▶ _Task to complete_
Each record should appear again in the response exactly as it does in the original.

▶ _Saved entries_
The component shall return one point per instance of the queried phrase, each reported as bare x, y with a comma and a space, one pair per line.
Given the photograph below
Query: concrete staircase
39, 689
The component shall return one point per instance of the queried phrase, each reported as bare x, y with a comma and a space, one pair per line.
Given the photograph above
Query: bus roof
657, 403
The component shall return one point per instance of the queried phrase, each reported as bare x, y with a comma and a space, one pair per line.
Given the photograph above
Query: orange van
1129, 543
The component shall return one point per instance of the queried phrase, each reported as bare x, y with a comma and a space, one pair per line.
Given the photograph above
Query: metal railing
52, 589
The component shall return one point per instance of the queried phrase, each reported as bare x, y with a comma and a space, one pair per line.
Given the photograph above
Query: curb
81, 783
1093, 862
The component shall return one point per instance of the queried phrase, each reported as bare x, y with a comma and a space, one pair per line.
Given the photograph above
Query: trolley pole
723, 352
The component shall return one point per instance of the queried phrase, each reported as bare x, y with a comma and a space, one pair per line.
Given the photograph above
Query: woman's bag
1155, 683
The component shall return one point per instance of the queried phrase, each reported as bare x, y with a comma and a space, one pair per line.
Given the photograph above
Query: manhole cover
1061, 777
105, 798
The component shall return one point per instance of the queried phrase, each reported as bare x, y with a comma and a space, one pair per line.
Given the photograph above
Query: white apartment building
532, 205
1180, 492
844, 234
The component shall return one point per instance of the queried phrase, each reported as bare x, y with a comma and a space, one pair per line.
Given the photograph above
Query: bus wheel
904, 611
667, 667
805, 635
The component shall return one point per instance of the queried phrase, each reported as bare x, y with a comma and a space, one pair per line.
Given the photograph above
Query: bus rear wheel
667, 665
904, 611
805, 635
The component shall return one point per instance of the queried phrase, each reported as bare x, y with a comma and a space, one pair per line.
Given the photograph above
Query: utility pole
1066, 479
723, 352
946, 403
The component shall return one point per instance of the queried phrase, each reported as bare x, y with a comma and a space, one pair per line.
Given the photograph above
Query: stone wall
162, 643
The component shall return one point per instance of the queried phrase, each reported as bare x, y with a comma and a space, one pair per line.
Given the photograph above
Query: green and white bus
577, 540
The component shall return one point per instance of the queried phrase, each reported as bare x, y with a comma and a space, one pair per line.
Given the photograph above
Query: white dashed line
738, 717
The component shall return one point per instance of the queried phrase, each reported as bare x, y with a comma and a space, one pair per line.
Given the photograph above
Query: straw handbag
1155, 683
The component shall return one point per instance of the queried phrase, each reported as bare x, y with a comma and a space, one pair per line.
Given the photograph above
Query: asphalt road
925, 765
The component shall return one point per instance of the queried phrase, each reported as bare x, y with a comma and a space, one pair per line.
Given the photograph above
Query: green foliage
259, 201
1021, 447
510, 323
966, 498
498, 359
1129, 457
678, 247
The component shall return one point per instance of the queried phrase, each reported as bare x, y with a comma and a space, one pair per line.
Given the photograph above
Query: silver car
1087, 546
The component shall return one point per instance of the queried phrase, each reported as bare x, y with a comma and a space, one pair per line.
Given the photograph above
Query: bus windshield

▶ _Solution_
The component shall return one point per instance of the queried phrase, each reported as bare x, y with a comma and a space, one pair per line.
Given the photograph below
Query: concrete staircase
39, 689
The component shall return one point per instance of the queried phrase, each reported as bare x, y with a comma and a space, one pair per line.
Given the photograph above
Query: bus roof
657, 403
The component shall return one point per instance of the queried phrase, each reported as bare x, y with a comma and a space, one pair per line.
Given the photograph above
Query: orange van
1129, 543
The component shall return one point per instance of the queried phrase, each reported as bare x, y with a comma and a space, one pair per line.
Given the photograph above
Query: metal railing
52, 589
The component shall return one point per instance of the queried phrase, each reported as bare x, y with a comma and a space, one pair per line.
Given the photograph above
Query: curb
81, 783
1093, 862
The component shall return one point per instance of the queried phrase, each reported as bare x, y with a comma and a space, one pair per line.
Given the photograph above
Query: trolley pole
723, 352
The component shall return one point per instance of the queried phrase, each reported as bare x, y with a comma and a space, one pair per line.
Given the photograph above
Query: woman's bag
1155, 683
The component shall return one point per instance of the queried phrase, each reported as bare x, y with a comma and a space, one pair per line.
Given the photograph above
Query: manhole cover
1061, 777
105, 798
The component shall return one point per instance of the queried phrase, each reported as bare x, y with a comma and a space, one pair per line.
Given the photograph above
Query: white apartment building
532, 205
1180, 492
844, 234
The component shall return one point per instance of the queried phrase, each reported as bare x, y with a comma and a space, one pair per line.
Given the photograph above
Query: bus wheel
904, 611
667, 667
805, 635
The component shall return one point per instance of the queried phrase, each reported as bare x, y with a comma and a space, one pair per line.
Given the photograph above
Query: bus rear wheel
667, 665
904, 611
805, 635
The component shall return one point per instance of the queried phrase, each reported as bare x, y with a comma and a space, one pair per line.
Given the photograph above
Query: utility pole
1066, 479
723, 352
946, 403
The component shall return one point per instance of the queried phrase, each reported as bare x, y with a comma and a space, one pair per line.
Given the photograph above
Query: stone wall
162, 643
The component shall return one point per instance of the queried phrase, each reported as bare x, y with a comma and a space, one pair per line.
Given the photograph above
Query: green and white bus
577, 540
The component shall return one point per instance of the queried phrase, each reported as bare x, y with a comma and a space, one pair per line.
Given the photograph above
Query: white dashed line
738, 717
The component shall return one point per instance of the queried phrase, each reported as bare x, y with a comma and a space, one pair per line.
Given the photograph above
Query: straw handbag
1155, 683
The component shall return one point per instance of the queried phrase, each reported as bare x, y with a comma and a space, one pair per line.
Given the photograph above
Query: asphalt road
925, 765
The component shall return one point per instance of the queried phrase, each reported as bare x, y with a comma and a space, one pair per line.
Given the photograph above
Query: green foliage
259, 201
1021, 447
510, 323
966, 498
498, 359
1129, 457
678, 247
The component shall return one point per instance of the queried phrase, each reported as bare x, y with a comma and a space, one pair per line.
Given the photograph above
Query: silver car
1087, 546
The component shall return one point per instance of the queried phrase, each reported as bare x, y with a comma and a space, one pair per line.
Given the photograph above
Query: bus windshield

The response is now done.